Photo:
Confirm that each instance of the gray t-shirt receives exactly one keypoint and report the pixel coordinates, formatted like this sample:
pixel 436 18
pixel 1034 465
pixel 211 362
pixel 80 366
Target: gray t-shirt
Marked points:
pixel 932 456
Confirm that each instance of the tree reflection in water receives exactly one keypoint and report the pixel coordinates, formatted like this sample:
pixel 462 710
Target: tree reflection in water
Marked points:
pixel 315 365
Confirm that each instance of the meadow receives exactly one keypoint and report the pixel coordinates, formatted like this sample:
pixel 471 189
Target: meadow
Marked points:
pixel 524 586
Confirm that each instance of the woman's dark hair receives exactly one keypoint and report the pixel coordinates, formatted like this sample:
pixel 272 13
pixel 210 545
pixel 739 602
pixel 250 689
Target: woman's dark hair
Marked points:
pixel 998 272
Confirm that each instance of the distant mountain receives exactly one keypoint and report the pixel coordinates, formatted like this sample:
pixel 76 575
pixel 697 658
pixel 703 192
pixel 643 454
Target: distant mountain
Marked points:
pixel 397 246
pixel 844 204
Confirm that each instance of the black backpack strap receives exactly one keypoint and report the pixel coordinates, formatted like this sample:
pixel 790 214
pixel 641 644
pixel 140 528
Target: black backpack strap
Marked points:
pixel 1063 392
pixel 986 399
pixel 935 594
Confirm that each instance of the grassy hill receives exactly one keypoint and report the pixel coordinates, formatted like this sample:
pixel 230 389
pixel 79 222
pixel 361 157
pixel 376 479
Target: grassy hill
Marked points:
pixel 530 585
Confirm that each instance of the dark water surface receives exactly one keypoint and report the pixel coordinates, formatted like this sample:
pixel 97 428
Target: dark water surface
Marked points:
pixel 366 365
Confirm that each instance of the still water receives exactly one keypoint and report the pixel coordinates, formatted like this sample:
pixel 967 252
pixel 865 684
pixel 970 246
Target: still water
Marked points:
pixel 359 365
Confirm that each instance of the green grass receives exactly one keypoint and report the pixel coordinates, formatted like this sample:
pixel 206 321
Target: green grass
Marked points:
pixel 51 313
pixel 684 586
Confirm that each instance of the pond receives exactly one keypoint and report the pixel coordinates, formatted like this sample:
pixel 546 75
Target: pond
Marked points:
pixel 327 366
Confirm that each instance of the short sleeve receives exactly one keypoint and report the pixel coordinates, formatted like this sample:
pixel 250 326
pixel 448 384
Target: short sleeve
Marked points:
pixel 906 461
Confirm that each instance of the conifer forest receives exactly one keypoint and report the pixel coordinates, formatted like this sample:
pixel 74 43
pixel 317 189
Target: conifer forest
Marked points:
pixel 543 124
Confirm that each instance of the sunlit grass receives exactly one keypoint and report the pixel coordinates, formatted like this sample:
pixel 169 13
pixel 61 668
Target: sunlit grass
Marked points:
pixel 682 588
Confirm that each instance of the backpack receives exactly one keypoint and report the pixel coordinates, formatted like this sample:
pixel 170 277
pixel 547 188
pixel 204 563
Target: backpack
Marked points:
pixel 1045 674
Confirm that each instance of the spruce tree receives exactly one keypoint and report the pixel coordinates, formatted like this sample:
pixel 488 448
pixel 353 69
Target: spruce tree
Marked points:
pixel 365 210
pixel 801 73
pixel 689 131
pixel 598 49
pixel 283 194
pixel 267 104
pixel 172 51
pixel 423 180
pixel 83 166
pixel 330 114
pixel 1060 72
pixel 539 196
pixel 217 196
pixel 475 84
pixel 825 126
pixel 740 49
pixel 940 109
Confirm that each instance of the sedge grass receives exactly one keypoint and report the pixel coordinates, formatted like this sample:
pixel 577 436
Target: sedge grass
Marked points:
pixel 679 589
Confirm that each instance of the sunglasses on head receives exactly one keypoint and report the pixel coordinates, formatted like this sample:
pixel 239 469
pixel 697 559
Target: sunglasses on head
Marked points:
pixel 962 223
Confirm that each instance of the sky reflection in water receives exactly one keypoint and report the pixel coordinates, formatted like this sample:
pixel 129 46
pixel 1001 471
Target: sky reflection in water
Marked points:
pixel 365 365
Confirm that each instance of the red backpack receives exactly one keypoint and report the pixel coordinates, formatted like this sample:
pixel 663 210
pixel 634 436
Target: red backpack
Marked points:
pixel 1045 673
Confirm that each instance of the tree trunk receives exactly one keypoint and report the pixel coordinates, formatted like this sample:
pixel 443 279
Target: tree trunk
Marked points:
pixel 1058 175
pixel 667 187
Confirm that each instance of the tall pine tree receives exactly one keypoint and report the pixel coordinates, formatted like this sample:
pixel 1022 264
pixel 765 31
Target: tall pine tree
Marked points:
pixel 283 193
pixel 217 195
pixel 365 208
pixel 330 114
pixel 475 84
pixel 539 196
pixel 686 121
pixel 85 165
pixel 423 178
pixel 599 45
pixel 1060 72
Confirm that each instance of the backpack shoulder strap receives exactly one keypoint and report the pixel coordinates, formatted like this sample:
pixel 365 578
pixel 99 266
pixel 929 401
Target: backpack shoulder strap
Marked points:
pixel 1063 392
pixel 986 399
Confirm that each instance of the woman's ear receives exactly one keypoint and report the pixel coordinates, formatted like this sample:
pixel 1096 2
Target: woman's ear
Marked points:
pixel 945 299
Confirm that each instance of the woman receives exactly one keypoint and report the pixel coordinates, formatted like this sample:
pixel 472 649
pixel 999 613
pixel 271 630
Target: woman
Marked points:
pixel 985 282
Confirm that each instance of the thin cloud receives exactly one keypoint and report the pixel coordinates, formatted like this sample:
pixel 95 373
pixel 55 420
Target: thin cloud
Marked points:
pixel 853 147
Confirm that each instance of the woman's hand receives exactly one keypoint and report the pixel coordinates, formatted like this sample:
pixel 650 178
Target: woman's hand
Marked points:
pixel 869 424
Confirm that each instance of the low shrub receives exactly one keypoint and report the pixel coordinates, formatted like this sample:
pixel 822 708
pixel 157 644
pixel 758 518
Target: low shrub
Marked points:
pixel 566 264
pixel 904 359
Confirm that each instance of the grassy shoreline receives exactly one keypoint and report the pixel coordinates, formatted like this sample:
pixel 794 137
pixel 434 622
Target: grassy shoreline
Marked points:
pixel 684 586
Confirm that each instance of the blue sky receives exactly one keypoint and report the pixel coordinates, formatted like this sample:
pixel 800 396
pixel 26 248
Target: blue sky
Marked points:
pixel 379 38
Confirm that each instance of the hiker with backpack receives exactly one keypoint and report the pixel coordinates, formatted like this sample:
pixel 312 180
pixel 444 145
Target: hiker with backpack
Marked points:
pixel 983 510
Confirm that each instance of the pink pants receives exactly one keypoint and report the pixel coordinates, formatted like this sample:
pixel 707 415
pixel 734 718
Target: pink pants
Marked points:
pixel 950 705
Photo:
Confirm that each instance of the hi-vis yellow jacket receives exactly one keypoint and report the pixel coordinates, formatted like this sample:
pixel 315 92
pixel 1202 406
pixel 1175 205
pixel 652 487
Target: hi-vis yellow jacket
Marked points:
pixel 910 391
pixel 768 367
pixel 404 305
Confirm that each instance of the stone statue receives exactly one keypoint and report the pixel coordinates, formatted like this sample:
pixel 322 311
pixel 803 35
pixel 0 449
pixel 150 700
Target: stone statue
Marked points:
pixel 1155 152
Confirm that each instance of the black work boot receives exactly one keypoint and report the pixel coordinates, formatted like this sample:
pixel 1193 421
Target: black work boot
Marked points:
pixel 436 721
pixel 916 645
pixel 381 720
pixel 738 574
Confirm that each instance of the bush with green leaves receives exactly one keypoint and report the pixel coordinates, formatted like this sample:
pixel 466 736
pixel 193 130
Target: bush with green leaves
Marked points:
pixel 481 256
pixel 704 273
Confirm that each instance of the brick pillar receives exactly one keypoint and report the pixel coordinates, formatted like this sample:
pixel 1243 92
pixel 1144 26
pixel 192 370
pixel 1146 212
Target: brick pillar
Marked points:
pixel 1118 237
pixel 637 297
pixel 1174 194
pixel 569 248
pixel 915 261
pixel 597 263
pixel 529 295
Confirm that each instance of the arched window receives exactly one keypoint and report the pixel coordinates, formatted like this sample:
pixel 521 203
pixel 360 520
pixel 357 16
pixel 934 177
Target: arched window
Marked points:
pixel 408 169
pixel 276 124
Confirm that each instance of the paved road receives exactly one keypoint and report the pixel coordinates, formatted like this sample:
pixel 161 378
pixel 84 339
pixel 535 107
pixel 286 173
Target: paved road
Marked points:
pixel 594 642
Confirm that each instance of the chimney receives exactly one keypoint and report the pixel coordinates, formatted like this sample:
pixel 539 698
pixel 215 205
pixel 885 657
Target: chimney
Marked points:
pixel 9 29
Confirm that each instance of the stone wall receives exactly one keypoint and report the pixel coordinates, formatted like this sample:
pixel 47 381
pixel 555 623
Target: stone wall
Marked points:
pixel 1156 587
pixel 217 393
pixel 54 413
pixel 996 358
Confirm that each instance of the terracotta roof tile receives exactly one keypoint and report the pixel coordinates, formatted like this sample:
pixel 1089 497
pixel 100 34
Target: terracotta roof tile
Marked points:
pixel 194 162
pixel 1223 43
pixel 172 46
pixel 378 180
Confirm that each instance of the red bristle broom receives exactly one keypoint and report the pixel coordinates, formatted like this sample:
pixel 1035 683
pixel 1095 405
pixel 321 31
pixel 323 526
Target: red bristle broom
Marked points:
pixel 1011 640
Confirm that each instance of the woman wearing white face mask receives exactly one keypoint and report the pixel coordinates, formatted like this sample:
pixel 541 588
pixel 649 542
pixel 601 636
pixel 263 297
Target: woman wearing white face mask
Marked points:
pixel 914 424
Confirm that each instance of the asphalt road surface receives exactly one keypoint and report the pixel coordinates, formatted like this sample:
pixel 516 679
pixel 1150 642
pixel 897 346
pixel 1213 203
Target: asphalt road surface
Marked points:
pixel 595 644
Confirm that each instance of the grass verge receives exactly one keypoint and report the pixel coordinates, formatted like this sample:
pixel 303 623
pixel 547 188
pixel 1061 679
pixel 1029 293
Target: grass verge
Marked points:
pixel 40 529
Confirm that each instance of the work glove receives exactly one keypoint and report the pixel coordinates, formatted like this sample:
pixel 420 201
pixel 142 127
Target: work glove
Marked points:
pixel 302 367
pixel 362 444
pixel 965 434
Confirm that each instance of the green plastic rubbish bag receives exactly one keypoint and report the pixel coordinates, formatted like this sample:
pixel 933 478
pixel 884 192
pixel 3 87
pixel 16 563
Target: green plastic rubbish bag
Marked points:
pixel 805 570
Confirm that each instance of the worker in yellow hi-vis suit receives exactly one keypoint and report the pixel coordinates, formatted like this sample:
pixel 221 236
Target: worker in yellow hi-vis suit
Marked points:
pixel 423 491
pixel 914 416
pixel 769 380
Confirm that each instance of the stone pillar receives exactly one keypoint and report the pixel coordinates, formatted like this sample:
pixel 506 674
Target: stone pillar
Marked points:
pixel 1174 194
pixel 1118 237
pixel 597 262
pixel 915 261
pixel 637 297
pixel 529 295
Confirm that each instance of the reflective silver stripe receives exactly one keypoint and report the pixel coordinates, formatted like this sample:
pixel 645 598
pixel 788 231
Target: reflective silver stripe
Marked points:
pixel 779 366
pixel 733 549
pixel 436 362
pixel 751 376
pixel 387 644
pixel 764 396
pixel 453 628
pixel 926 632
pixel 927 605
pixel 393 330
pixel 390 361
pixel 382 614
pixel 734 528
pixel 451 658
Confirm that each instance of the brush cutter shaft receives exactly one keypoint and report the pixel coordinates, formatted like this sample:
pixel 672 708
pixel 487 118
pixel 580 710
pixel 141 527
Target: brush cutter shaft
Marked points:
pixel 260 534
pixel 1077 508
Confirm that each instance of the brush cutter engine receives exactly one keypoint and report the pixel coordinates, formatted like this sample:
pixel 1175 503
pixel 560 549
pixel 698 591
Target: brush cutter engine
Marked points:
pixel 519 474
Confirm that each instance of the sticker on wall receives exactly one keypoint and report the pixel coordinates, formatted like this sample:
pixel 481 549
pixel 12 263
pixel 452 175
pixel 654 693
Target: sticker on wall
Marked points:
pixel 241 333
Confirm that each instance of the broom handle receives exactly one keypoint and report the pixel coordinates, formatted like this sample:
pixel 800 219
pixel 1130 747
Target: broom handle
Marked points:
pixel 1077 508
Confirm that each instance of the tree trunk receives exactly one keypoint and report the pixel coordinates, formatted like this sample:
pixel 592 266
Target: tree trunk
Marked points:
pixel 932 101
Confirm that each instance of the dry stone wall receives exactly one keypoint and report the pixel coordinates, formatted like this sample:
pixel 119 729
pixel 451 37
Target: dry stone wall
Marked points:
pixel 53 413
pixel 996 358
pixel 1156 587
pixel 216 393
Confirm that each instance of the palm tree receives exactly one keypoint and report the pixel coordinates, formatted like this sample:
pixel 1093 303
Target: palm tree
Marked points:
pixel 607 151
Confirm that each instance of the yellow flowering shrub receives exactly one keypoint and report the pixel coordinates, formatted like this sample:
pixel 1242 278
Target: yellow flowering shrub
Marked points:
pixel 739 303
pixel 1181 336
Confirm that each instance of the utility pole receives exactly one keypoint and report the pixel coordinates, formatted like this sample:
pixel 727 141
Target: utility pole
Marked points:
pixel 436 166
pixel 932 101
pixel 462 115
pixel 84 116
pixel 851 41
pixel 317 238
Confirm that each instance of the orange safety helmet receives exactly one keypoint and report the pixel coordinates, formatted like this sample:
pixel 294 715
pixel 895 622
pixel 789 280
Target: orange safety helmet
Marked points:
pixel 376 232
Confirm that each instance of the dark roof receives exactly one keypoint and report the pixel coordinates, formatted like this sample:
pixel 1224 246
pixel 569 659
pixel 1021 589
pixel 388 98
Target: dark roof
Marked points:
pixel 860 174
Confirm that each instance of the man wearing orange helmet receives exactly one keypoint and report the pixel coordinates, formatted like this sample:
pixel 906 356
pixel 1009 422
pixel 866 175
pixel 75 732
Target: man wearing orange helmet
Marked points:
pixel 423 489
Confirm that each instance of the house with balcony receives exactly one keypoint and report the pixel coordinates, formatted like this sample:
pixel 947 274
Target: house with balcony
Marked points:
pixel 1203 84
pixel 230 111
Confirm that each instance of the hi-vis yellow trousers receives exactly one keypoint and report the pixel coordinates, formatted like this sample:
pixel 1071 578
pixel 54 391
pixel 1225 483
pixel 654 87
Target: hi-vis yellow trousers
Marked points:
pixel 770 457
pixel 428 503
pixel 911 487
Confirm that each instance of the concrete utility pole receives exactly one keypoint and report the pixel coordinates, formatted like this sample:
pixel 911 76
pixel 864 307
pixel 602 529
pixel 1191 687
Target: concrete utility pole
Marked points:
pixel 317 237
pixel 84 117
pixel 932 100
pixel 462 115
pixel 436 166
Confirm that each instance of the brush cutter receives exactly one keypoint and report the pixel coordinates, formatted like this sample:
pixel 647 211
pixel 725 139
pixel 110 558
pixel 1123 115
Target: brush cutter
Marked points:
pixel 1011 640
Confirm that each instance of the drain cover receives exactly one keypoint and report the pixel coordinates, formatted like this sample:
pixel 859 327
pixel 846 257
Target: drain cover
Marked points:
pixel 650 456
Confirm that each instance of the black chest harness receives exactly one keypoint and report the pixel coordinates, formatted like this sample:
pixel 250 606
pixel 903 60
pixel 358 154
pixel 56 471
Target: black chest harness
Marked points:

:: What is expected ::
Copy the entries above word for word, beginning at the line containing "Confirm that each instance of the thin" and ending after the line containing "pixel 853 147".

:: Solved exercise ::
Confirm that each instance of the thin cloud receives exactly one keypoint and report the pixel coordinates, formatted like this sample:
pixel 95 373
pixel 55 420
Target: thin cloud
Marked points:
pixel 853 147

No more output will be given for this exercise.